■ WHAT IS EXPECTED ■
Extract every line of the material below that contains the string "blue", and copy each such line in full.

==========

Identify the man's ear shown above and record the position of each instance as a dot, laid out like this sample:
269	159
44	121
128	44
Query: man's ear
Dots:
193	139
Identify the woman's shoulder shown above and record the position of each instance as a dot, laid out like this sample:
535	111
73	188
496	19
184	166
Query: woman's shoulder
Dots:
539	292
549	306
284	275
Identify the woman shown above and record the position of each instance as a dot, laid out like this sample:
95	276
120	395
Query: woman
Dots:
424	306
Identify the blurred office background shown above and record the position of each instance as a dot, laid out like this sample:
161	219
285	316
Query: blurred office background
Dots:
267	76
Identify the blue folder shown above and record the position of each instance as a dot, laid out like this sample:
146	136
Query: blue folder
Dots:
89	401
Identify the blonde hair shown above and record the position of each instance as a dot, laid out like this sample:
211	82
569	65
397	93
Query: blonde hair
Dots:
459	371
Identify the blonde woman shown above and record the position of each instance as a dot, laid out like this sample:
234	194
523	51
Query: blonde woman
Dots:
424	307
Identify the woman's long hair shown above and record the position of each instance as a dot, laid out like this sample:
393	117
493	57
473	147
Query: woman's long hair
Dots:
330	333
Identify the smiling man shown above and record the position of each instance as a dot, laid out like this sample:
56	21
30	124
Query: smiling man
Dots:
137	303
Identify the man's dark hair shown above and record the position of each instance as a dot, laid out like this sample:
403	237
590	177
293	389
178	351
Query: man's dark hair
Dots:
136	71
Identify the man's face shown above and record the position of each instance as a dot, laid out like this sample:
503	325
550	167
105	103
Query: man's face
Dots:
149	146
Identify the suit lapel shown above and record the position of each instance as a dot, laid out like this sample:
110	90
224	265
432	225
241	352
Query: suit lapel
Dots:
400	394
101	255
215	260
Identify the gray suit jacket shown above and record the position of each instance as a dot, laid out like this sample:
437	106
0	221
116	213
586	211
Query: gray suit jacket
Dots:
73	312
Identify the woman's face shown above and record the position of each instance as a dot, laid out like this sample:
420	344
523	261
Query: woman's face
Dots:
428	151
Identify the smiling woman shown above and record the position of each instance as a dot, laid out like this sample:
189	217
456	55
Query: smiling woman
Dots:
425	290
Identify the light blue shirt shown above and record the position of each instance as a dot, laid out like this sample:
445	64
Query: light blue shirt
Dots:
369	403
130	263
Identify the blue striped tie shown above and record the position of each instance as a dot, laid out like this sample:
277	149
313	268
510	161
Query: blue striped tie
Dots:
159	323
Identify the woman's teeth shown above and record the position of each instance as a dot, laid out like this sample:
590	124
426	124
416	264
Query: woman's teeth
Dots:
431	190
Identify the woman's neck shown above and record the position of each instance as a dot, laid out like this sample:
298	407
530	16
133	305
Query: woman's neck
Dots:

==========

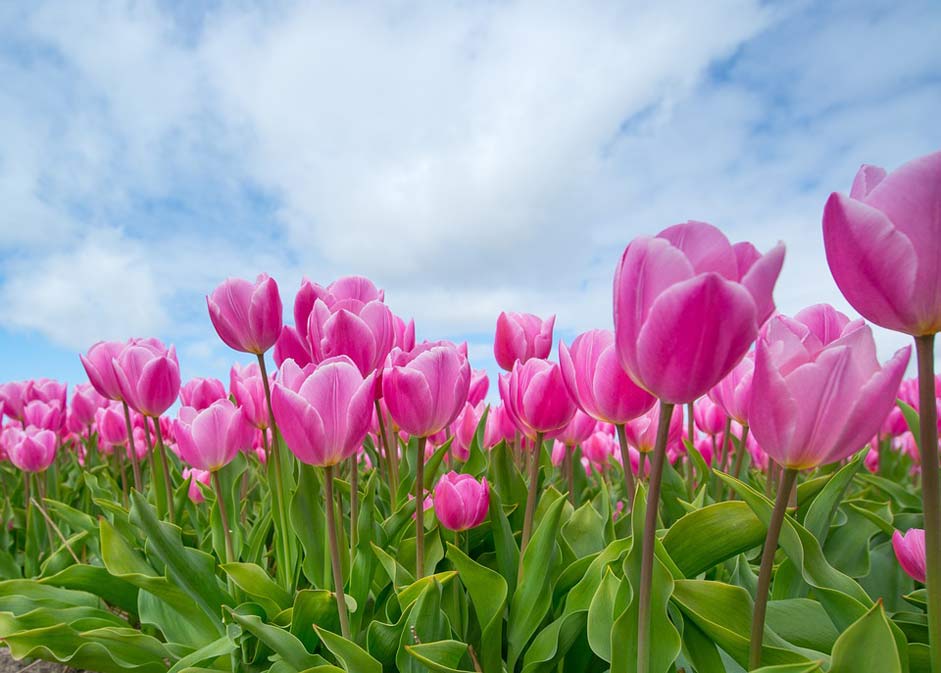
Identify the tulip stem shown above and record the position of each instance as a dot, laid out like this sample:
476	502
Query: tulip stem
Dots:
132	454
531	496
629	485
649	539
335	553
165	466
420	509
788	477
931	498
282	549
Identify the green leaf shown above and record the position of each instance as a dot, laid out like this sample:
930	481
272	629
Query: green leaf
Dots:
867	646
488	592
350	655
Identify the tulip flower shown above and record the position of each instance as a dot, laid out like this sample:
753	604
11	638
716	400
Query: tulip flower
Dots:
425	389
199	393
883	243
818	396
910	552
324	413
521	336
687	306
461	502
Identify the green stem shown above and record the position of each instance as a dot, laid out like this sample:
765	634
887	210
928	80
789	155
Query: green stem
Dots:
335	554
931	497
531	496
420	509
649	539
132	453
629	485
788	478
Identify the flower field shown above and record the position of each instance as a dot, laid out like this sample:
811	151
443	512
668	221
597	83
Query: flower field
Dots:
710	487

==========

■ FINAL RESULT ■
Identify the blue folder shown above and record the position of each instance as a dot, laid out like this sample:
Query: blue folder
Identify the light blue shirt shown above and record the position of each instance as a dot, laid out like this sample:
Query: light blue shirt
Identify the blue striped tie shown above and record the position of each instance as a dot, laid out like this sample:
Query: blue striped tie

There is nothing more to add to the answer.